§ Selected passage:

---

The Indiana Klan was a branch of the Ku Klux Klan, a secret society in the United States that organized in 1915 to promote ideas of racial superiority and affect public affairs on issues of Prohibition, education, political corruption, and morality. It was strongly white supremacist against African Americans, Chinese Americans, and also Catholics and Jews, whose faiths were commonly associated with Irish, Italian, Balkan, and Slavic immigrants and their descendants. In Indiana, the Klan did not tend to practice overt violence but used intimidation in certain cases, whereas nationally the organization practiced illegal acts against minority ethnic and religious groups.

The Indiana Klan rose to prominence beginning in the early 1920s after World War I, when white Protestants felt threatened by social and political issues, including changes caused by decades of heavy immigration from southern and eastern Europe. By 1922 the state had the largest organization nationally, and its membership continued to increase dramatically under the leadership of D.C. Stephenson. It averaged 2,000 new members per week from July 1922 to July 1923, when he was appointed as the Grand Dragon of Indiana. He led the Indiana Klan and other chapters he supervised to break away from the national organization in late 1923.

---

§ Dataset content:
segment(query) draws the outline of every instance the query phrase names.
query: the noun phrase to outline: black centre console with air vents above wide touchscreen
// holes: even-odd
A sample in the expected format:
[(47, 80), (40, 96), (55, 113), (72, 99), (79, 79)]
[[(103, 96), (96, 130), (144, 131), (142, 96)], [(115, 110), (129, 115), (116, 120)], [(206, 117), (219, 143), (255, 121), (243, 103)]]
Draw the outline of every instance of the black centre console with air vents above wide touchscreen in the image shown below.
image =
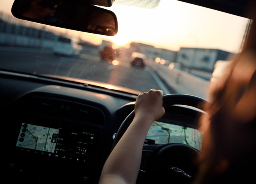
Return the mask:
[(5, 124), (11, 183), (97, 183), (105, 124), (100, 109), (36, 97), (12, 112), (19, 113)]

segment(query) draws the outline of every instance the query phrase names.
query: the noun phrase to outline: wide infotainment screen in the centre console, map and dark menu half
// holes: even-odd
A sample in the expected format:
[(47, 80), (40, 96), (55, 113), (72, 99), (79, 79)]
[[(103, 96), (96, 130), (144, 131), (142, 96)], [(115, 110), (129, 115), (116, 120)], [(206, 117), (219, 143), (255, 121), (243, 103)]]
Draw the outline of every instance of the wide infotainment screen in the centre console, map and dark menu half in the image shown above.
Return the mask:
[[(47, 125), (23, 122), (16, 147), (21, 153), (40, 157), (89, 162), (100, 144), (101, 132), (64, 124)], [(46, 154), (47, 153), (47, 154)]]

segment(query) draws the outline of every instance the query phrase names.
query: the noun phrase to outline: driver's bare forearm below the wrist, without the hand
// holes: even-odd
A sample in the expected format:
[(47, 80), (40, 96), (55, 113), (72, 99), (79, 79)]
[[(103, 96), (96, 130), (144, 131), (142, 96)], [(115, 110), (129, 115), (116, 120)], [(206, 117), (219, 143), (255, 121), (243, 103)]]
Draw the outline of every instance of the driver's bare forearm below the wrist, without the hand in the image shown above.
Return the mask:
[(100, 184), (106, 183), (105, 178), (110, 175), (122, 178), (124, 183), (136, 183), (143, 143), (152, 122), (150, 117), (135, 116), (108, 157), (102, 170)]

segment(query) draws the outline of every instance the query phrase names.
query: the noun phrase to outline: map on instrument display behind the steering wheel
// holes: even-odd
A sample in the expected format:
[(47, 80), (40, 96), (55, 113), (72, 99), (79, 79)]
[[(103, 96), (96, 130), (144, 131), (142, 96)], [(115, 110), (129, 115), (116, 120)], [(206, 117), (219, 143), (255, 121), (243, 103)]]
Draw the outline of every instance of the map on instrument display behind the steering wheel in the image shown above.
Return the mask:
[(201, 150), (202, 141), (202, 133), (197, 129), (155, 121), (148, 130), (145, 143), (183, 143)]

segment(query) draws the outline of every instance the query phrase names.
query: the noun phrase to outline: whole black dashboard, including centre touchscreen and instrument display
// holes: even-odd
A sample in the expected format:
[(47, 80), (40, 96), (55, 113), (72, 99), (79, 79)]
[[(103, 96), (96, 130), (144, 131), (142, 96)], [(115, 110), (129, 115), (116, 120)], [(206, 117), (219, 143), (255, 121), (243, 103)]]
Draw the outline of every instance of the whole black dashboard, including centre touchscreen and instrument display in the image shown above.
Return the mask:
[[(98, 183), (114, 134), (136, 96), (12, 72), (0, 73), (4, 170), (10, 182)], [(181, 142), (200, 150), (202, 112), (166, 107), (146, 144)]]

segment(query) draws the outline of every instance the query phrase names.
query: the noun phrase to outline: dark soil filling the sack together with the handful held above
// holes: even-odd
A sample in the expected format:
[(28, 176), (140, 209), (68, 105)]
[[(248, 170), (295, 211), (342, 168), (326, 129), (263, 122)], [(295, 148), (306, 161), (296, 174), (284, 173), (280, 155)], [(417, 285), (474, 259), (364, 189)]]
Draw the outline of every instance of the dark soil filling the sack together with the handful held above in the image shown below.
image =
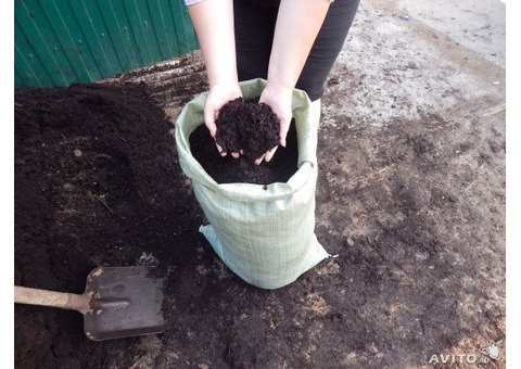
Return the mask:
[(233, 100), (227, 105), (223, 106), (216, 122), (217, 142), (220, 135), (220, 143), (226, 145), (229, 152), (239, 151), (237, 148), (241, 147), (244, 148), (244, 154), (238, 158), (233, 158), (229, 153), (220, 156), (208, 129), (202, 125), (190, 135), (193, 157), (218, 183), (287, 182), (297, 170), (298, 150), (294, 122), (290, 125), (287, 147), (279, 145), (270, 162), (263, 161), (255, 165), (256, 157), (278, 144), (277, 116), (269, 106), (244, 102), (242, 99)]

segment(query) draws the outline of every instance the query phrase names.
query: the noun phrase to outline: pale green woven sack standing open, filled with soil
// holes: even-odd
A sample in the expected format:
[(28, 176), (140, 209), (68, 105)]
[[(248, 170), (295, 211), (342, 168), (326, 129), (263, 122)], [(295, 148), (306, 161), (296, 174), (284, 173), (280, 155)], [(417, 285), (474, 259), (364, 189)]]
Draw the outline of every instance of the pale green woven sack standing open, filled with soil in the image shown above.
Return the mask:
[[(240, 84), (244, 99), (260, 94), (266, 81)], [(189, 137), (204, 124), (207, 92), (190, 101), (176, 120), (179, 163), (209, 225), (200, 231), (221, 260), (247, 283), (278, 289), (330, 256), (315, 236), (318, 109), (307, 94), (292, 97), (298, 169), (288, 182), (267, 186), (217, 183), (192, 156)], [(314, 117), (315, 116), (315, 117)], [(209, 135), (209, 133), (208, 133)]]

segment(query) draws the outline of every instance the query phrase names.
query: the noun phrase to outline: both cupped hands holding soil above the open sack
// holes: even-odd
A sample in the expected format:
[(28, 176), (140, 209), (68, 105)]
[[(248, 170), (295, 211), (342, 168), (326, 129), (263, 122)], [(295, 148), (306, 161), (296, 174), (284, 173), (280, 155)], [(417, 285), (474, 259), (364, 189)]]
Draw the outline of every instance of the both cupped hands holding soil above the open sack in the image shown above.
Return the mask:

---

§ Tasks to carry out:
1 – According to the passage on the Indiana Klan, how many new members did it average per week from July 1922 to July 1923?
2 – Retype the passage on the Indiana Klan word for word, everything from "The Indiana Klan rose" down to "in late 1923.".

§ Task-by-task results:
1 – 2,000 new members per week.

2 –
The Indiana Klan rose to prominence beginning in the early 1920s after World War I, when white Protestants felt threatened by social and political issues, including changes caused by decades of heavy immigration from southern and eastern Europe. By 1922 the state had the largest organization nationally, and its membership continued to increase dramatically under the leadership of D.C. Stephenson. It averaged 2,000 new members per week from July 1922 to July 1923, when he was appointed as the Grand Dragon of Indiana. He led the Indiana Klan and other chapters he supervised to break away from the national organization in late 1923.